[PREREQUISITE: BIOCHEM I; or permission of instructor]
I am noticing some other aspects of changing body chemistry, after the new HIV medications....
For several years, I have tended to get frequent bleeding, and clotting, in my sinuses. This has been worse since my 2009 stroke, and a subsequent three months of the dreadful medication Warfarin (avoid that one if you can); it's gotten so that it is perfectly normal for me to spit blood clots mornings, during showers, etc.
That recalls periods of frequent nosebleeds in the 1980s and 1990s... I occasionally tell my students the story of being the Emcee in a suburban Marin County production of Cabaret; one night, as I was nervously preparing my Solo Entrance (you know the one, on a darkened stage with one pinpoint spot, the scene that climaxes with 'Even the orchestra is beautiful!'), my nose suddenly, and definitely, started bleeding. Two tall chorus girls holding me up, another one rushing to get the stage manager to hold the lights and the orchestra to vamp... and the bleeding stopped: I waved them all away and went out to give what, at least from my light-headed point of view, seemed a properly, exceptionally macabre version of the opening scene.
As for that Warfarin – it is really a rat poison: it kills rats by thinning their blood so much that they die of internal bleeding. And now they give it to older people who have had any kind of stroke or heart problem... because it's very cheap, and keeps it all from clotting. I always have the feeling that the medication only gets used because older people feel ill anyway, and don't get to win arguments with younger doctors who might prescribe something else if they had to take the damned toxic stuff themselves.

(Saved entries)

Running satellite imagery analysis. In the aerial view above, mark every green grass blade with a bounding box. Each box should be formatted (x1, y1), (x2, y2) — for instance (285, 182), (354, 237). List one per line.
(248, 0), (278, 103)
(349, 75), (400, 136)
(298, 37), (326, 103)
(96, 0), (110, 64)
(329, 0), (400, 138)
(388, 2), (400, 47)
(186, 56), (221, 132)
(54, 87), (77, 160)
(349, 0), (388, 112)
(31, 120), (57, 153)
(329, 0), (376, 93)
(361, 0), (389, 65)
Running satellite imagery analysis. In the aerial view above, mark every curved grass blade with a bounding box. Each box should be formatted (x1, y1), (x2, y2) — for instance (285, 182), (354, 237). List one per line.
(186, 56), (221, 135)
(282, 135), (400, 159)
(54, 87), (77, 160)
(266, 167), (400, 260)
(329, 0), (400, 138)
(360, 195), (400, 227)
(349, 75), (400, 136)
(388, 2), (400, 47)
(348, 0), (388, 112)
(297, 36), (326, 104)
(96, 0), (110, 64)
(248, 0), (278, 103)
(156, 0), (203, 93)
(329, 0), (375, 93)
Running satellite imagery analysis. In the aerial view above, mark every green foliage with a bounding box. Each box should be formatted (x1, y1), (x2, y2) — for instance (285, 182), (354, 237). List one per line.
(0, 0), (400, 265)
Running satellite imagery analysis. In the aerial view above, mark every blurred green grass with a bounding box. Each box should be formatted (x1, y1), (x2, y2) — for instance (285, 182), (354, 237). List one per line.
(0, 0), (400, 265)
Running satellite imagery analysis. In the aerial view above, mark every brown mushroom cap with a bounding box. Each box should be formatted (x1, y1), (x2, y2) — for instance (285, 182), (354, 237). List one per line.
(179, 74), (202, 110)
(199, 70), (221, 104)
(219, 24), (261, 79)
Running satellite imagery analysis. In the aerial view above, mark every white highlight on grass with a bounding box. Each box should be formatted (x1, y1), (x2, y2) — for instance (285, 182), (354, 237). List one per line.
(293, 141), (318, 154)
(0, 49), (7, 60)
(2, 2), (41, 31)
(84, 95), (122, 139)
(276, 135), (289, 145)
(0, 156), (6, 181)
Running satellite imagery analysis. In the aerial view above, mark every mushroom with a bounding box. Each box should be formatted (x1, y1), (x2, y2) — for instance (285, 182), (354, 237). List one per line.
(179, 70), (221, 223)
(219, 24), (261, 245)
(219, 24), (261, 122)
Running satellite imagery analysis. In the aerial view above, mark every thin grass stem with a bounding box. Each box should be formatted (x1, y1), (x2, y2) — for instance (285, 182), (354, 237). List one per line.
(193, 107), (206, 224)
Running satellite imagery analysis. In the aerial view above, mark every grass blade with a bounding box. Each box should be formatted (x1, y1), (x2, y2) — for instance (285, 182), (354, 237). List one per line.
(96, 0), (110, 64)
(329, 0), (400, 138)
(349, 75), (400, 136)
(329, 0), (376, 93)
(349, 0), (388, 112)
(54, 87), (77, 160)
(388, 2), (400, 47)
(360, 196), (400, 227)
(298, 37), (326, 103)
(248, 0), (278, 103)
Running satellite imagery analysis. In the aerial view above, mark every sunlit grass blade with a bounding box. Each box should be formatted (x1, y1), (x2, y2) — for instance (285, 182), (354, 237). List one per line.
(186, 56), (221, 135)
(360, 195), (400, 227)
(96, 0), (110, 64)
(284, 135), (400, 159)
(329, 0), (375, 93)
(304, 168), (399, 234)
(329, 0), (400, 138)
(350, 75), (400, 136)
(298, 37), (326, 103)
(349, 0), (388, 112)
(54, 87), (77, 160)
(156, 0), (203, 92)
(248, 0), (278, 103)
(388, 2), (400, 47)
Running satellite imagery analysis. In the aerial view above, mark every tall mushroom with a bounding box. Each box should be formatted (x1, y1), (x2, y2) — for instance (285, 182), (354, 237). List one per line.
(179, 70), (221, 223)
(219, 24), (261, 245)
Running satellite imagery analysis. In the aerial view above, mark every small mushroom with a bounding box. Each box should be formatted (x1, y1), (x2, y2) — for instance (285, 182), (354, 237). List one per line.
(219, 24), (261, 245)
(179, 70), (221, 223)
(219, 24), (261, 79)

REQUIRED WORK –
1 > In the passage about body chemistry, what role did the writer play in the Marin County production of Cabaret?
2 > Please print the passage about body chemistry from "[PREREQUISITE: BIOCHEM I;" to "during showers, etc.".

SOLUTION LIST –
1 > The Emcee.

2 >
[PREREQUISITE: BIOCHEM I; or permission of instructor]
I am noticing some other aspects of changing body chemistry, after the new HIV medications....
For several years, I have tended to get frequent bleeding, and clotting, in my sinuses. This has been worse since my 2009 stroke, and a subsequent three months of the dreadful medication Warfarin (avoid that one if you can); it's gotten so that it is perfectly normal for me to spit blood clots mornings, during showers, etc.